Give everything from the line containing "Note to the class: find the small" down to the end of the records below as a two-column CSV headed text and answer. Use one row per record, place each field in quotation marks, and replace line breaks with spaces.

· · · · ·

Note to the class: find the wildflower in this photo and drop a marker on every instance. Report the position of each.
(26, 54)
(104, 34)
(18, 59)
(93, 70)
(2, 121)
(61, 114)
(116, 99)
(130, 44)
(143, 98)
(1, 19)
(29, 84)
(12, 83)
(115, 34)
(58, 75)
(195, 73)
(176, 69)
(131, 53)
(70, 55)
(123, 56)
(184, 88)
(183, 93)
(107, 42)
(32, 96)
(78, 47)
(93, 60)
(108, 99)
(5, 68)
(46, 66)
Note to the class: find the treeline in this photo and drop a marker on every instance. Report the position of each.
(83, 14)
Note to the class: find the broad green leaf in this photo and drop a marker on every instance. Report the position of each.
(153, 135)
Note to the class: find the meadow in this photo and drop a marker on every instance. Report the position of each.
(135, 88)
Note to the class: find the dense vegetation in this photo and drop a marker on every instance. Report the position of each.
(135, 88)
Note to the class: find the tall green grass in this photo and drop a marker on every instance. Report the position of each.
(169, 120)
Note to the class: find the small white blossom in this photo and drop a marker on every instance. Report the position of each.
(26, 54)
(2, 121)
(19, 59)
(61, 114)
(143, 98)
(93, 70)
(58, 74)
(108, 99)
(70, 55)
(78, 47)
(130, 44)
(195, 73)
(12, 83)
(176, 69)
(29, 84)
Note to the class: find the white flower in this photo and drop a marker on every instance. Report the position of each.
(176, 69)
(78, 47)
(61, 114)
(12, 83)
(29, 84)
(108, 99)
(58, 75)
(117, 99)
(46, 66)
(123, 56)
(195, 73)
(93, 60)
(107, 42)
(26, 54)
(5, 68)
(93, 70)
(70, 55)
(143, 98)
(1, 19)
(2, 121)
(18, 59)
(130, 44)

· · · · ·

▸ Expected output:
text,answer
"Note to the class: find the small white blossom in this photo and drop a marker on every instance. Report the position of each.","(26, 54) (2, 121) (19, 59) (61, 114) (143, 98) (93, 70) (58, 74) (108, 99) (70, 55) (78, 47) (130, 44) (195, 73) (12, 83) (176, 69) (29, 84)"
"Note to the class: find the white flower in this photo and drop a marker on every instance. Report the position of each.","(176, 69) (78, 47) (61, 114) (12, 83) (29, 84) (108, 99) (58, 75) (117, 99) (46, 66) (123, 56) (195, 73) (93, 60) (107, 42) (26, 54) (5, 68) (93, 70) (70, 55) (143, 98) (1, 19) (2, 121) (18, 59) (130, 44)"